# [Given text]
******************************

At the onset of COVID-19, I decided to make the most of lock-down and learn a new skill: trading. After a lifetime in markets, day trading seemed too risky, too difficult/technical, or inaccessible to me.
I tried joining a trading room, I tried trading on my own, and I got into #fintwit - the collective name for financial discussion/posting on Twitter. After many mistakes and an unspeakable time commitment, I have started orderflow trading, which focuses on reading the market in real time to see what buyers and sellers are doing.
At the core of everything in markets is the auction process (see video for overview), whether this is a used car market or the S&P 500. Simply put, buyers and sellers interact in a marketplace. Sellers offer products for sale, while buyers ‘bid’ on those products. As such, prices are set based on what is considered a fair ‘value’. Everything else exists within this framework.
On my first day of grad school (2009), our economics professor said “Economics is so intuitive.” This irked me because economics is hard. All these years later, I finally know what she meant: viewing the market through the lens of the auction process just makes so much sense. Drawing on the economic principals of supply and demand, an intuitive concept, we can read the market.
I am convinced that trading can be learned with the right guidance and applied knowledge. I have spent probably hundreds of hours diving into the nitty gritty of orderflow and am eager to share what I have learned with others. I have attended courses, read everything under the sun, and dedicated a ton of time to this.
Ignore ‘indicators’, nebulous chart shapes, tips, tricks, or people selling a proprietary method. If trading was easy, everyone would do it, right?
Focus on learning the basics and gaining experience through reading market profile. A recent post from Visualize Value really stuck with me, and I reproduce the image below (accompanying quote from Empedocles in byline). While I am providing the ‘educational’ content, accompanied by strategy notes, your success as a trader will be a product of your experience, or a direct reflection of the time you put into it.
In closing, we all believe in our experience. It’s not reasonable to start trading out of the blue and believe that you can make money easily. Even the sharpest of traders will tell you that the market will continually humble you. But with the right information and dedication, you too can read markets.

******************************

# [Source data]
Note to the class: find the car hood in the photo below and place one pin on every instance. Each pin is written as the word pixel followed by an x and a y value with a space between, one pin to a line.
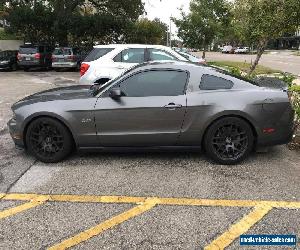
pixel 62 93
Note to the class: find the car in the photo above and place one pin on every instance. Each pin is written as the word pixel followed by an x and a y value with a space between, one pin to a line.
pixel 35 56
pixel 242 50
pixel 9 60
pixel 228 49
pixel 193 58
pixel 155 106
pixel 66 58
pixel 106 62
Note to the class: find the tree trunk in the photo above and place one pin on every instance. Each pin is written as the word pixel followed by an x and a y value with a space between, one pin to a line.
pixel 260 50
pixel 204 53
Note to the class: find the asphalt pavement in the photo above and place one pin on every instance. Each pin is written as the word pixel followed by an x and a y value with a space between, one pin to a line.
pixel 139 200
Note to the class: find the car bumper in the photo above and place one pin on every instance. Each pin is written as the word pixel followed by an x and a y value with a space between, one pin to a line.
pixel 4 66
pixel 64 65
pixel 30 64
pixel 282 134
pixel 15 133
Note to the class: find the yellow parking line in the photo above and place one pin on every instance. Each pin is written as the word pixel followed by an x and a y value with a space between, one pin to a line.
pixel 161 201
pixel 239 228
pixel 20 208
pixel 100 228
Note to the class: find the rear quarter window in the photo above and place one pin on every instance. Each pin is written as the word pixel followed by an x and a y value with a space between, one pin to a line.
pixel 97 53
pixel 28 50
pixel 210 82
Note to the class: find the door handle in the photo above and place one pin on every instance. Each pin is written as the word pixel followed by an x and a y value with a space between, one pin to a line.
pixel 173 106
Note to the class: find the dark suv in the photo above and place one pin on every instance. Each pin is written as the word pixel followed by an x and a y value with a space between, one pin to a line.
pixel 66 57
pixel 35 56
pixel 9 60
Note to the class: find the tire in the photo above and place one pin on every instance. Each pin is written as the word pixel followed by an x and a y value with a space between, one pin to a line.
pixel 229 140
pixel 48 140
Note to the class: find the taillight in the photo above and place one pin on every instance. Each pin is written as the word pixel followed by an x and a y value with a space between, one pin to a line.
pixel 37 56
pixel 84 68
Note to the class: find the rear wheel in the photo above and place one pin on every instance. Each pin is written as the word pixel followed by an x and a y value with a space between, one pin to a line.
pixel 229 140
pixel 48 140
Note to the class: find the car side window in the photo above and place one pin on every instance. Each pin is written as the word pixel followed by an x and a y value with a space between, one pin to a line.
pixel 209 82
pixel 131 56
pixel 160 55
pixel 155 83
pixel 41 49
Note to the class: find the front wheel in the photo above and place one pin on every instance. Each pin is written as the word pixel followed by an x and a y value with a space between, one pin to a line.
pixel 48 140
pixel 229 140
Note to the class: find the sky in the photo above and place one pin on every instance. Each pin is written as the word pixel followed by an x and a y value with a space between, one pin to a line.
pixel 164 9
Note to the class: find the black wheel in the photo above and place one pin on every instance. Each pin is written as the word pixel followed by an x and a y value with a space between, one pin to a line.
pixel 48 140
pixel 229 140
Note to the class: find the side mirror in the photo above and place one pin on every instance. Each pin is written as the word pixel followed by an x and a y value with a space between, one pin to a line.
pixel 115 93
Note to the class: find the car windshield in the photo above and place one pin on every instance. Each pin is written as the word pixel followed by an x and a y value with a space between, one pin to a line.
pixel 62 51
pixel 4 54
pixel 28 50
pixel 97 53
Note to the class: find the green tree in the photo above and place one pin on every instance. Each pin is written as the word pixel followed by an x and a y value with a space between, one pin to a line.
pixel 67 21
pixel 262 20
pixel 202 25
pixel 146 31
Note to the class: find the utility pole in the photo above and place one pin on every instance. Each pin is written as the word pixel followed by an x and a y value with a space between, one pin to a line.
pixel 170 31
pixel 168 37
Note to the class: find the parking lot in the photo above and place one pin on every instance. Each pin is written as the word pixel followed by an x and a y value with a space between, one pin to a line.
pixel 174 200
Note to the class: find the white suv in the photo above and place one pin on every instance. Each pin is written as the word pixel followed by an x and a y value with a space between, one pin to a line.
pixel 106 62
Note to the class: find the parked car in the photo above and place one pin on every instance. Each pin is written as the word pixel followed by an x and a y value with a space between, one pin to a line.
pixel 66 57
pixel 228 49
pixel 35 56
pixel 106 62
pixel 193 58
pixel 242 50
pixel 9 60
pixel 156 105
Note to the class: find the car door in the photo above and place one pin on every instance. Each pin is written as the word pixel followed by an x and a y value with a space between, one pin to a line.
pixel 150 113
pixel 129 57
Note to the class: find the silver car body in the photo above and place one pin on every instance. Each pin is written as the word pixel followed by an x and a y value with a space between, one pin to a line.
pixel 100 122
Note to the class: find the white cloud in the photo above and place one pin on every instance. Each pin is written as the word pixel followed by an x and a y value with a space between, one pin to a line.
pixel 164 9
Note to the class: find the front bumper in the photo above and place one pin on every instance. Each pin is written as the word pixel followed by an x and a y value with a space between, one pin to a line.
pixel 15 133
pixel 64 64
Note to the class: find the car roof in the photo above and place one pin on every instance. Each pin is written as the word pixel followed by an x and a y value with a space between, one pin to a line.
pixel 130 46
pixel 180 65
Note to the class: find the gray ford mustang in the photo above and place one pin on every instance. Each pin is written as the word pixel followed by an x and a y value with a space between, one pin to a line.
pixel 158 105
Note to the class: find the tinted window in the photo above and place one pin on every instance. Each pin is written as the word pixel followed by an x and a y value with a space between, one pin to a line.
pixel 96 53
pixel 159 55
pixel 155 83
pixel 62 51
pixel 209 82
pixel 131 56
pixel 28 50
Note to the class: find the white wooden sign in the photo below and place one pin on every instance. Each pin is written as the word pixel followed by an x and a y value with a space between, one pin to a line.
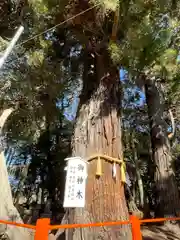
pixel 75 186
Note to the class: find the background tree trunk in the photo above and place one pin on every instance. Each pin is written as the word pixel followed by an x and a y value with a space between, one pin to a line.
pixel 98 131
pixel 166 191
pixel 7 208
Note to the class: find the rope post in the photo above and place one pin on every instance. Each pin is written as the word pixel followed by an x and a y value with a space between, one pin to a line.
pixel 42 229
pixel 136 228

******************************

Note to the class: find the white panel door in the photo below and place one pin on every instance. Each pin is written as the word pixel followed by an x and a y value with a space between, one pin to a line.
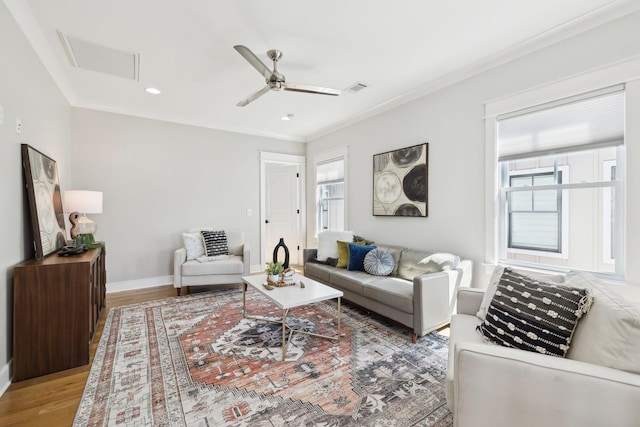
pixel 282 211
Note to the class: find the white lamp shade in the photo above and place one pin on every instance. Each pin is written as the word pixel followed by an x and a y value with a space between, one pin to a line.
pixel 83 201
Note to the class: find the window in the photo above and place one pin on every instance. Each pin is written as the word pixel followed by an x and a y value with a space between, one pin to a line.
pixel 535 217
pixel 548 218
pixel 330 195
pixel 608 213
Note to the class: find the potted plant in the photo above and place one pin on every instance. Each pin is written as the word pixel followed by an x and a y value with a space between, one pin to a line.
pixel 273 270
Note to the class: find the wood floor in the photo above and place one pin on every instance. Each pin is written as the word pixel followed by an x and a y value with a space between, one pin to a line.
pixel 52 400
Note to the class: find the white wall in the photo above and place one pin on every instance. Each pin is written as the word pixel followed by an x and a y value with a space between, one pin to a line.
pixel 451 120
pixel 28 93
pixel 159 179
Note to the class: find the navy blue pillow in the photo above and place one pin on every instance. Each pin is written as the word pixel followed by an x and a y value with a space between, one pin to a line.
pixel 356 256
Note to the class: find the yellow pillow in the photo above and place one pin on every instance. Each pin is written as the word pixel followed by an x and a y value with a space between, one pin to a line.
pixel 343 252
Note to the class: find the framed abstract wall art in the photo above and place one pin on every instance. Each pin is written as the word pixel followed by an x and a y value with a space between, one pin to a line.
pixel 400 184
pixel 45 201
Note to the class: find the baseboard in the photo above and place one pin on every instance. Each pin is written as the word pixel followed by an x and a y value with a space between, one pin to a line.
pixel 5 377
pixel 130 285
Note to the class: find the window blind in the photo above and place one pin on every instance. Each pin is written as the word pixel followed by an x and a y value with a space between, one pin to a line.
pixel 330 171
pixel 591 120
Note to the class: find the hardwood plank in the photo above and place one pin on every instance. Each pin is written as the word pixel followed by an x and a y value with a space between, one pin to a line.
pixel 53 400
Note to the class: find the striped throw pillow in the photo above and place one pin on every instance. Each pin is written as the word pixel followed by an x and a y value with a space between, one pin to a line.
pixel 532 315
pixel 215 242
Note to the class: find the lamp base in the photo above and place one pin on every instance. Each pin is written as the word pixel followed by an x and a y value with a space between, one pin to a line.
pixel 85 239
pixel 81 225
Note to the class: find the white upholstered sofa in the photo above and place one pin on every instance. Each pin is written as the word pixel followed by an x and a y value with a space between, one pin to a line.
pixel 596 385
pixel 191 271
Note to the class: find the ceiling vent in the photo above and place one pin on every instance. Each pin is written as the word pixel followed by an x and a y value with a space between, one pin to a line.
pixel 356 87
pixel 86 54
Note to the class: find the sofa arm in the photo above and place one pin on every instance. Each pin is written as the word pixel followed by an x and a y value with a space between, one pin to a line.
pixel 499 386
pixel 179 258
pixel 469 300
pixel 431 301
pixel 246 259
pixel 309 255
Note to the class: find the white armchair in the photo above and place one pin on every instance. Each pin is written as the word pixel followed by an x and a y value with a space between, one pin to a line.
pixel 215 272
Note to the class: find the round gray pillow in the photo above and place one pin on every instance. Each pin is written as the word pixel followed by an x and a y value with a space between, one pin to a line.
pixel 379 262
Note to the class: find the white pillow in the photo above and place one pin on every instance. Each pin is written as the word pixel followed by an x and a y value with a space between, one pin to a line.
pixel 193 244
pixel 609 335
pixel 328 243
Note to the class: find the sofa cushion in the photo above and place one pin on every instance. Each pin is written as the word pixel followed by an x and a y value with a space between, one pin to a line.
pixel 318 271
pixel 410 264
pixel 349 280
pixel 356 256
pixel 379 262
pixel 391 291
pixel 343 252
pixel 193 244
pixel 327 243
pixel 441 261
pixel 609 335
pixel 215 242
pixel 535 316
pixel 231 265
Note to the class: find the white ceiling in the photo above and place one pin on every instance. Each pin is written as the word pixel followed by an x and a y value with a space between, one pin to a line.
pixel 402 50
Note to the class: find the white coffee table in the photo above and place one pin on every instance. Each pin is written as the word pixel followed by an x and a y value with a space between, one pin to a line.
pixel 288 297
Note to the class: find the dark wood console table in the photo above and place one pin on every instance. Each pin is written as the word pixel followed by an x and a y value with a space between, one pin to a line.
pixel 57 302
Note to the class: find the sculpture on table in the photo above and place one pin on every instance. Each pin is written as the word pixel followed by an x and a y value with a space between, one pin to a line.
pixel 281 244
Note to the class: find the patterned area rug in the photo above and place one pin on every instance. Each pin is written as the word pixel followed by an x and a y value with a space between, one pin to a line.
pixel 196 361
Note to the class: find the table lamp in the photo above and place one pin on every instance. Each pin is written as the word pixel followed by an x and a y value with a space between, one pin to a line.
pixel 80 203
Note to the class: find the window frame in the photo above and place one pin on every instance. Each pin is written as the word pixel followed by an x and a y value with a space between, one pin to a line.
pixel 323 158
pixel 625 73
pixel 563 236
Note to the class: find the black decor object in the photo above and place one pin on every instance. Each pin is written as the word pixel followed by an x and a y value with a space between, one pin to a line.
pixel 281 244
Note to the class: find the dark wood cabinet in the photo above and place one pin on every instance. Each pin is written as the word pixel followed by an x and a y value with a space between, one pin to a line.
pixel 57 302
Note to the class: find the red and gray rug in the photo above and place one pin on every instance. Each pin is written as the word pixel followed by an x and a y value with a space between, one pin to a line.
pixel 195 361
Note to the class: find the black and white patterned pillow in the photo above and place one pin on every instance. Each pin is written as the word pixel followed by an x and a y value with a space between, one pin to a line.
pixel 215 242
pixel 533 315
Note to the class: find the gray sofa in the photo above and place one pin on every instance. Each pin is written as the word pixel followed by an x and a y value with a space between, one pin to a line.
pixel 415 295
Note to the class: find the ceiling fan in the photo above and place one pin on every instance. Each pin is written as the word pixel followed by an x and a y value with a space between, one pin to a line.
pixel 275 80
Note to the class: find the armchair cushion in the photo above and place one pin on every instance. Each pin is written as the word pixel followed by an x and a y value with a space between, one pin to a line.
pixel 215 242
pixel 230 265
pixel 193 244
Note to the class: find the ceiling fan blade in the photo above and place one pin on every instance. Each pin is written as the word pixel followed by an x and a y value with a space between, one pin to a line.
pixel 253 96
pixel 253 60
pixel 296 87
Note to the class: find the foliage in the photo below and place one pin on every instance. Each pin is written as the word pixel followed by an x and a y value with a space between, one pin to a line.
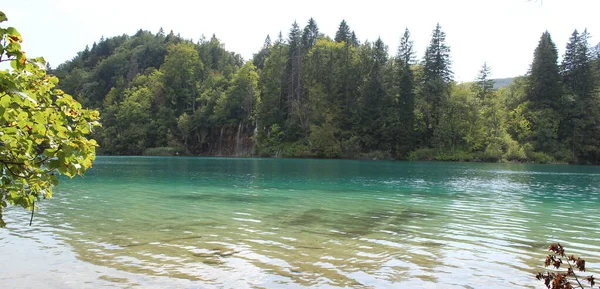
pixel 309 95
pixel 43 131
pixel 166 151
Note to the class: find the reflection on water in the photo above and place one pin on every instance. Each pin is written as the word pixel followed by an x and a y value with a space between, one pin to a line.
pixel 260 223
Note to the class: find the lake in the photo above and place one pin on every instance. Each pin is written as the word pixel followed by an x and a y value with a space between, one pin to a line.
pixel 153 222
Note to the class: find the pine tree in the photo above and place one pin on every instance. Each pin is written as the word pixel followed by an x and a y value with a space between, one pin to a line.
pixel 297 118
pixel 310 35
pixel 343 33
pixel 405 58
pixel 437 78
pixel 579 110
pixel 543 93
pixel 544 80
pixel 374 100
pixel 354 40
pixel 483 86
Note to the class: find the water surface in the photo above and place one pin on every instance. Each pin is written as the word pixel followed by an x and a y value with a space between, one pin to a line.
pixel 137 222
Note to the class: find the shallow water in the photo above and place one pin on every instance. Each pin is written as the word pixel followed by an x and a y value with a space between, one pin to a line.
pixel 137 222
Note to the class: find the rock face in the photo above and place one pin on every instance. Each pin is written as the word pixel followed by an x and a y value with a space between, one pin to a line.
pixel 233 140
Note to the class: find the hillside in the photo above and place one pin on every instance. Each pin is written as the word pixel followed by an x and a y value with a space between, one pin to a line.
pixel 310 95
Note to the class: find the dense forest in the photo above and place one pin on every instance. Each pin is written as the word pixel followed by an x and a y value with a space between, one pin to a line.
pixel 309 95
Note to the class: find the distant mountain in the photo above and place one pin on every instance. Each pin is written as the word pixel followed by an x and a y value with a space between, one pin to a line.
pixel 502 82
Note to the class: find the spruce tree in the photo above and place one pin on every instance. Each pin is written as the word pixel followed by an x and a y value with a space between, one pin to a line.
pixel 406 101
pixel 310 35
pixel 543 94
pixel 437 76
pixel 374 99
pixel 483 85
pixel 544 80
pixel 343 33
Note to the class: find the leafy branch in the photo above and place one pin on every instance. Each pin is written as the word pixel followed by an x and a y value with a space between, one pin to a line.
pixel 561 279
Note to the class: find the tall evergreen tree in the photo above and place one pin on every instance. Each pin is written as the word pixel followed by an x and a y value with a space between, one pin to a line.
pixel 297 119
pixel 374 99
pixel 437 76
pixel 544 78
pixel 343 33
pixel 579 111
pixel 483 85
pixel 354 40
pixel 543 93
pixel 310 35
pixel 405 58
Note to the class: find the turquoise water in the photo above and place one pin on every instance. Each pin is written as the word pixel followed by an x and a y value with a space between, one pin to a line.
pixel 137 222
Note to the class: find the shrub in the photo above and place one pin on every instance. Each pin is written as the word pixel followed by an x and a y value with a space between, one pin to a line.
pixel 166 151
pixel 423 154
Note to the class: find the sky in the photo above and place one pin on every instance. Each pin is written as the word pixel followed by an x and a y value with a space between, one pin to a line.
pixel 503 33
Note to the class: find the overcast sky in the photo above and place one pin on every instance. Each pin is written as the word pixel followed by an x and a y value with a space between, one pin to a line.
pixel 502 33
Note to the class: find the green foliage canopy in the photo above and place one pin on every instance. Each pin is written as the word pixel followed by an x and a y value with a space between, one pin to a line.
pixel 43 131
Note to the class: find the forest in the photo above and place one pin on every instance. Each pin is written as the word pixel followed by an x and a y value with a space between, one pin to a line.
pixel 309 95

******************************

Can you transcribe the passage of the orderflow trading text above, from "In closing, we" up to and including "can read markets."?

# [Solution to the exercise]
In closing, we all believe in our experience. It’s not reasonable to start trading out of the blue and believe that you can make money easily. Even the sharpest of traders will tell you that the market will continually humble you. But with the right information and dedication, you too can read markets.